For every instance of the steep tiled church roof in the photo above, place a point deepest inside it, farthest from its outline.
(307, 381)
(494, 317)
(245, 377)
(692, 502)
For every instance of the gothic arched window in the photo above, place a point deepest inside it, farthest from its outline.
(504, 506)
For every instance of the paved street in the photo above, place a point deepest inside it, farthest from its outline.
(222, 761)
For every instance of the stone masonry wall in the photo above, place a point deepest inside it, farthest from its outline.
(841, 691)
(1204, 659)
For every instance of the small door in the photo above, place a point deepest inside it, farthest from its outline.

How to complete this task >> Recreate the listing word for word, omitting nothing.

Solution for this problem >>
For every instance of the steep tiled church roof in the photo above, place a point deepest inside it, farthest from its outline.
(307, 381)
(494, 317)
(245, 377)
(692, 502)
For every instance of the gothic arched window in the photo above, place a point deepest inside it, farthest from its outline.
(504, 506)
For every instance of the paved street in the photo above, place a point deepest inside it, farthest from its outline.
(222, 761)
For every instance of the stone masonry wall in the photo above, place a point deepest inside it, farthest from its outline.
(841, 691)
(1204, 659)
For every instance of the small door in the photo above, place a point deepest inside it, farthest from its outline.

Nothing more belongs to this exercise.